----- Auszug

Geschichte des öffentlichen Rechts in Deutschland. 4 Bde.

Verlag:

München: C. H. Beck Verlag. Bd. 1 (1988) (2., erg. Aufl. 2012): Reichspublizistik und Policeywissenschaft 1600–1800. 431 (435) S. ISBN 978-3-406-32913-5; Bd. 2 (1992): Staatsrechtslehre und Verwaltungswissenschaft 1800–1914. 486 S. ISBN 978-3-406-33061-2; Bd. 3 (1999): Staats- und Verwaltungsrechtswissenschaft in Republik und Diktatur 1914–1945. 439 S. ISBN 978-3-406-37002-1; Bd. 4 (2012): Staats- und Verwaltungsrechtswissenschaft in West und Ost 1945–1990. 720 S. ISBN 978-3-406-63203-7. Lw. Einzelbde.: je EUR 68,00. Gesamtwerk (2012): EUR 228,00. ISBN 978-3-406-63388-1.

Rezensent:

Norbert Janz

Die monumentale Tetralogie über das öffentliche Recht in Deutschland ist vollendet. Nach fast einem Vierteljahrhundert hat Michael Stolleis sein 2076-seitiges Opus magnum abgeschlossen. Dabei wird die Geschichte des öffentlichen Rechts als Literaturgeschichte der wissenschaftlichen Erfassung, der dogmatischen Durchdringung und Systematisierung des öffentlichen Rechts verstanden. S. ist seit 2006 Emeritus der Johann Wolfgang Goethe-Universität Frankfurt am Main, an der er einen Lehrstuhl für Öffentliches Recht und Rechtsgeschichte innehatte. Von 1991 bis 2009 war er Direktor des Max-Planck-Instituts für europäische Rechtsgeschichte.

----------
----- Vorliegendes Material

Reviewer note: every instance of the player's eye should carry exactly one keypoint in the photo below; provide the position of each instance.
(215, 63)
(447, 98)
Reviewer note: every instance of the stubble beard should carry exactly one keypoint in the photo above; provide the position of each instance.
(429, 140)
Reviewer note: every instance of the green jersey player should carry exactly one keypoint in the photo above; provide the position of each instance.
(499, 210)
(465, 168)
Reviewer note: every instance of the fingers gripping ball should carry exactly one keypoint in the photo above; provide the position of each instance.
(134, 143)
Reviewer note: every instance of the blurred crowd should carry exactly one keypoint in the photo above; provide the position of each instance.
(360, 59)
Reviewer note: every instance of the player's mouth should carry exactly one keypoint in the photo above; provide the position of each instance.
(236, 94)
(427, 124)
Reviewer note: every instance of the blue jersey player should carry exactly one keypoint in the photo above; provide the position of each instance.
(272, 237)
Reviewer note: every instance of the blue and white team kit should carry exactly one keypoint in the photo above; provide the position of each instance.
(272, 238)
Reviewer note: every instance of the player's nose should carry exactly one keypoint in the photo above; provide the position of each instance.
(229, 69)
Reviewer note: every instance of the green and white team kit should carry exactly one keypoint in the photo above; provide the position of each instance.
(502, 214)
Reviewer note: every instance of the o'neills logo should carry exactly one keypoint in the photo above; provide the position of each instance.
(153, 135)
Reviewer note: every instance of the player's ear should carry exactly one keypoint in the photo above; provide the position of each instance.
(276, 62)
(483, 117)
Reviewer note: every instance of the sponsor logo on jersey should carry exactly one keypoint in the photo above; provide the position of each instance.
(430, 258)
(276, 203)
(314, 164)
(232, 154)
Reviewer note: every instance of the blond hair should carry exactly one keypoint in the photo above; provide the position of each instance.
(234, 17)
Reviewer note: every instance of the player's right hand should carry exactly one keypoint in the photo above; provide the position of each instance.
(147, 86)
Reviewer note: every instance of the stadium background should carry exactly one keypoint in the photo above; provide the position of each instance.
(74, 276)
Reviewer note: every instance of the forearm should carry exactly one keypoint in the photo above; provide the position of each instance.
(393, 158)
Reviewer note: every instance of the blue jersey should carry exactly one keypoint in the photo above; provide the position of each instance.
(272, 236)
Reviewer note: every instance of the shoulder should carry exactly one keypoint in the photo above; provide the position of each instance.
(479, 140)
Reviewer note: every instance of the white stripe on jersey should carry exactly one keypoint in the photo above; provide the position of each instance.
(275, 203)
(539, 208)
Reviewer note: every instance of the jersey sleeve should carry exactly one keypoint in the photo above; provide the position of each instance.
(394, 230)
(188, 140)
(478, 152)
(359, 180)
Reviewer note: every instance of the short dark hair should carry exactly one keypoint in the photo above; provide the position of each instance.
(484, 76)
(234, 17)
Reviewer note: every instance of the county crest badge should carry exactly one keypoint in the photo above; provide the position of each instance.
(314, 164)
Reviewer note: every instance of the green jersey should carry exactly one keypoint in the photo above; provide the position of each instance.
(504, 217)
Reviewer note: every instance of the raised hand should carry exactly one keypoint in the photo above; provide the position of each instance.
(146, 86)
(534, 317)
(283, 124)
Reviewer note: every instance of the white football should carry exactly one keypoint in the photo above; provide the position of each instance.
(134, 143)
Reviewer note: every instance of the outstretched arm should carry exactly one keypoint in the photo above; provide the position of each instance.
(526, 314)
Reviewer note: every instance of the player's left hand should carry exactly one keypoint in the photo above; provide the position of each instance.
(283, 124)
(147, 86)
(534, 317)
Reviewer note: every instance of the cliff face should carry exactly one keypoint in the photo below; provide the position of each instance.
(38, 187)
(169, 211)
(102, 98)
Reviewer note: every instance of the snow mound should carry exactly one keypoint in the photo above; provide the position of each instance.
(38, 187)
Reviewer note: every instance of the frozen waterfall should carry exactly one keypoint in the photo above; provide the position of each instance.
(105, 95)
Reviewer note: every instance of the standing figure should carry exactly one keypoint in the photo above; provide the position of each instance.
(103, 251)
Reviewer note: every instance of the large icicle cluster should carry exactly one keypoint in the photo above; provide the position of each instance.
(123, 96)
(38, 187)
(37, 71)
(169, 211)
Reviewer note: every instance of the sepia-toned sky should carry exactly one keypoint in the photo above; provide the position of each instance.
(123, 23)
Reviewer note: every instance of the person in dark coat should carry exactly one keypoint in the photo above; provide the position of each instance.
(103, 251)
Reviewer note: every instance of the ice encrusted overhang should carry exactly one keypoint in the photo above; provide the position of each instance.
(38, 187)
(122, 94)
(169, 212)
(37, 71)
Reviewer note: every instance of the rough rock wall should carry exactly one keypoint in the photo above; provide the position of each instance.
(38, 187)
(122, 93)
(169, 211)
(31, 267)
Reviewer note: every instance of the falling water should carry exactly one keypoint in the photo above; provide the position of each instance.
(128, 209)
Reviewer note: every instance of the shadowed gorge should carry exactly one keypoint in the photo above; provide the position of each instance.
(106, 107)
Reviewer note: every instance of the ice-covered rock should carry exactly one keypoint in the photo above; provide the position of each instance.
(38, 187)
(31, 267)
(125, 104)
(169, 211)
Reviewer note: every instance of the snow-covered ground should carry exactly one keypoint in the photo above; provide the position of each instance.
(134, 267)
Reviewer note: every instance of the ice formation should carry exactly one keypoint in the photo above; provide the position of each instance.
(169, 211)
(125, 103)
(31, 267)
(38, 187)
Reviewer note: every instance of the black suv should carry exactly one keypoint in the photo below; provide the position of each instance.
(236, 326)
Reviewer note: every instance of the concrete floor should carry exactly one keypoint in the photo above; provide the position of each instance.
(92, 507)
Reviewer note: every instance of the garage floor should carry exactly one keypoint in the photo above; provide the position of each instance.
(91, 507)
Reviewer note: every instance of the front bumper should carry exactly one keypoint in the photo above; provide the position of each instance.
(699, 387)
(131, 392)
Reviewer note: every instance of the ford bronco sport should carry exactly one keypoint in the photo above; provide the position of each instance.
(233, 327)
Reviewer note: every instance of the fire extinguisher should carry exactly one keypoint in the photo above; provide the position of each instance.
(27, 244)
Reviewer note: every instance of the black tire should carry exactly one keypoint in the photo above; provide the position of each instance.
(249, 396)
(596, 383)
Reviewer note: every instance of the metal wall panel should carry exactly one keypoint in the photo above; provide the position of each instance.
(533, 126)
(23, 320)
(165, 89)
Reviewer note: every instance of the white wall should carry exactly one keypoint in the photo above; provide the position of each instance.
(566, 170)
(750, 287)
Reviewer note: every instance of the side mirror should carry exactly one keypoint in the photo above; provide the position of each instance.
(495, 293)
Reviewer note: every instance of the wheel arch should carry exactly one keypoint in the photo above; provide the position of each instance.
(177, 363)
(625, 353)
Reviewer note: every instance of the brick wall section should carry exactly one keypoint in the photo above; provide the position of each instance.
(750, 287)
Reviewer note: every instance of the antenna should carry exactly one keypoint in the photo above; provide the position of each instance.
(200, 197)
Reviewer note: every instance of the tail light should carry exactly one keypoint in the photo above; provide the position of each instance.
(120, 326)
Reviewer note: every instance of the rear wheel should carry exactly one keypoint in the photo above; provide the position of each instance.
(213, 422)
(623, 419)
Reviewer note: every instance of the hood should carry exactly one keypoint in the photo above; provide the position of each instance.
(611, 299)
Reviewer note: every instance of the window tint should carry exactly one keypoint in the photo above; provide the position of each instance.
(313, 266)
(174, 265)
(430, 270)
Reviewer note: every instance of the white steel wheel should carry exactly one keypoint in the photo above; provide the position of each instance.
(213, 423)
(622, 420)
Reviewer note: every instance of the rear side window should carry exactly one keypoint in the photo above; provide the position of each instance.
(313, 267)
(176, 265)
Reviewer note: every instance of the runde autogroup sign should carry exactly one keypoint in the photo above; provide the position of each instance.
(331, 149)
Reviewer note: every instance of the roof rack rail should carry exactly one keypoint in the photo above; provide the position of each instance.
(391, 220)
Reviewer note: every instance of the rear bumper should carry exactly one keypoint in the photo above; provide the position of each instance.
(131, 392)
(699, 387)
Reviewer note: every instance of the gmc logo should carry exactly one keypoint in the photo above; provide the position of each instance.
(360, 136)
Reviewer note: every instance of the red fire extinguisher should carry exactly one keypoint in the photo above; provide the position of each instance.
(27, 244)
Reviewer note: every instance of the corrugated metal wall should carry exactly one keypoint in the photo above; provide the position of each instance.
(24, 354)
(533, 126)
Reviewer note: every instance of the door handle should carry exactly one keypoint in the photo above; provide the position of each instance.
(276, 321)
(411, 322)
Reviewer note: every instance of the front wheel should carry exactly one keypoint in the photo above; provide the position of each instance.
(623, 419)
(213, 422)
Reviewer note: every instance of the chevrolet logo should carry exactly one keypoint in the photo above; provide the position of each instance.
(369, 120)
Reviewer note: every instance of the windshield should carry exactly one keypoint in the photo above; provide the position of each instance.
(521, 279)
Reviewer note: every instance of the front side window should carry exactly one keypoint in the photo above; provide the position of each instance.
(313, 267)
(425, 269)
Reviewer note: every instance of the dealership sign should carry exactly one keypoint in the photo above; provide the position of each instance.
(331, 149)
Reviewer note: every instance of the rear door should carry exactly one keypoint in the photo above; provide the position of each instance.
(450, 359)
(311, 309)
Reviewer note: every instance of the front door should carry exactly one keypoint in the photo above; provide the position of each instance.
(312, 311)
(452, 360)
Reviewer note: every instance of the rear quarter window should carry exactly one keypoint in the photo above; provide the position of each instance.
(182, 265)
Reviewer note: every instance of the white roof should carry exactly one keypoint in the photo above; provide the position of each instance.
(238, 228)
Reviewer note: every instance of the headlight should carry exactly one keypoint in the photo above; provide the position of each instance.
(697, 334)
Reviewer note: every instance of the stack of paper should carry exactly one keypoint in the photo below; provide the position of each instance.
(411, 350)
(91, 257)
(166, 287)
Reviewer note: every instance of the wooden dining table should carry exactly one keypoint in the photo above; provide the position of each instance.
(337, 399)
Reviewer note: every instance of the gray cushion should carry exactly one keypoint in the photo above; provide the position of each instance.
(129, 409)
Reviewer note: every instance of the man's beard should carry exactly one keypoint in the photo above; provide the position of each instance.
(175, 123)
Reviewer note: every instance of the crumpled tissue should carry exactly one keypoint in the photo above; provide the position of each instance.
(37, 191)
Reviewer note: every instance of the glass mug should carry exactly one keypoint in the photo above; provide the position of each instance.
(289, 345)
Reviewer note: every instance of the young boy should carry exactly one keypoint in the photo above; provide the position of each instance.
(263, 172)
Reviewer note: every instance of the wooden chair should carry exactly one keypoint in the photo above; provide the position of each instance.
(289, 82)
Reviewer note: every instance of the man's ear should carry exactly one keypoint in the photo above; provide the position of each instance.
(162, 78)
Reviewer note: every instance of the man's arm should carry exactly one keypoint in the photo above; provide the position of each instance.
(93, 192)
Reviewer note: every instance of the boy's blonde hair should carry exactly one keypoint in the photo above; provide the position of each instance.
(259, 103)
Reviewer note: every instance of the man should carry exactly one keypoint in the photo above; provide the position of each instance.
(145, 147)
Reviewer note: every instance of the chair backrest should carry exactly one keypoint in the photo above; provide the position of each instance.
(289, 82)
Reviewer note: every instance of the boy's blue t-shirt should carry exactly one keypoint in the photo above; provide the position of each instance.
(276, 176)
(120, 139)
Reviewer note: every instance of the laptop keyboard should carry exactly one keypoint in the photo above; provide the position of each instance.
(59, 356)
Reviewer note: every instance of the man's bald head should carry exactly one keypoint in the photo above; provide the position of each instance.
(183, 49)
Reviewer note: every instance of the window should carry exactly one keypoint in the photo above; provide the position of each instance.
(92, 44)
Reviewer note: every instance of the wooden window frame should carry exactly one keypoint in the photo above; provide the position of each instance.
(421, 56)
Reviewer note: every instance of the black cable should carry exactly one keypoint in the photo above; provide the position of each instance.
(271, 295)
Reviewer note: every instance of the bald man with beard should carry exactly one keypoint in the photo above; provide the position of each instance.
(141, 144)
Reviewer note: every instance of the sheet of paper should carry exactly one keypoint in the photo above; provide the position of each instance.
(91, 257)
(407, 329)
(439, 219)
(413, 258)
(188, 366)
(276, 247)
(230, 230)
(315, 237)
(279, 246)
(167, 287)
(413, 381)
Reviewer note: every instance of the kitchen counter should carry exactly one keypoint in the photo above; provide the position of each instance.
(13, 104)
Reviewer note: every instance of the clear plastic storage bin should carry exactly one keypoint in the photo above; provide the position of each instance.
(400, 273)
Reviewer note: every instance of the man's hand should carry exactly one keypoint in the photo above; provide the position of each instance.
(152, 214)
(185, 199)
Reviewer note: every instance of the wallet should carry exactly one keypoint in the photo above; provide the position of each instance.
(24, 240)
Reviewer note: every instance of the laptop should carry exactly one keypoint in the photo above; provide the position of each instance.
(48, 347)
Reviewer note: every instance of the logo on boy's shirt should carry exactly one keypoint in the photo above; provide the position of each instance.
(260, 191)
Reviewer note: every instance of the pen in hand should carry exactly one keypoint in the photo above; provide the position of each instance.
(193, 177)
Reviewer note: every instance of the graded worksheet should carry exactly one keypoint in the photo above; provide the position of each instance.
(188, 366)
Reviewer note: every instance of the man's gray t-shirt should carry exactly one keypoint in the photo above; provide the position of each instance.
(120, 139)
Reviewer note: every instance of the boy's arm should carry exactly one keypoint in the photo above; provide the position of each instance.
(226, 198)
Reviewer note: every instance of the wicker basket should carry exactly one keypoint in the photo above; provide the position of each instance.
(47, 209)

----------

**Aufgabe**
Führe die Rezension zur Geschichte des öffentlichen Rechts im Anschluss an ihren letzten Satz weiter. Die Zeilen haben mit der Rezension zur Geschichte des öffentlichen Rechts nichts zu tun.

**Ergebnis**
Der erste Band von 1988 umfasst 200 Jahre der öffentlich-rechtlichen Rechtsgeschichte in Deutschland, »Reichspublizistik und Polizeywissenschaft«. Das 17. und 18. Jh. des ius publicum der frühen Neuzeit waren zuvor eher mäßig wissenschaftlich ausgeleuchtet, anders etwa als die Privatrechts- und die Verfassungsgeschichte, die jeweils gut erforscht sind. Staat und Gesellschaft der Bundesrepublik Deutschland haben nach etlichen (Um-)Brüchen nur mehr losen Kontakt zu diesen »dark centuries«. Dessen ungeachtet bieten die acht Kapitel nebst Einleitung und Zusammenfassung einen anregenden Lesegenuss. Es wird im ersten Teil begründet, ab wann sich das ius publicum als Sonderrecht der öffentlichen Herrschaft entfaltete und die Entwicklung des modernen Staates begleitete. Die Wende vom 17. zum 18. Jh. markiere hier eine deutliche Zäsur. Die Rezeption des römischen Rechts sei abgeschlossen gewesen. Mit einem differenzierenden Erklärungsansatz erläutert S. die Emanzipation des öffentlichen Rechts und damit auch die Entstehung des Verwaltungsrechts und der Staatswissenschaften.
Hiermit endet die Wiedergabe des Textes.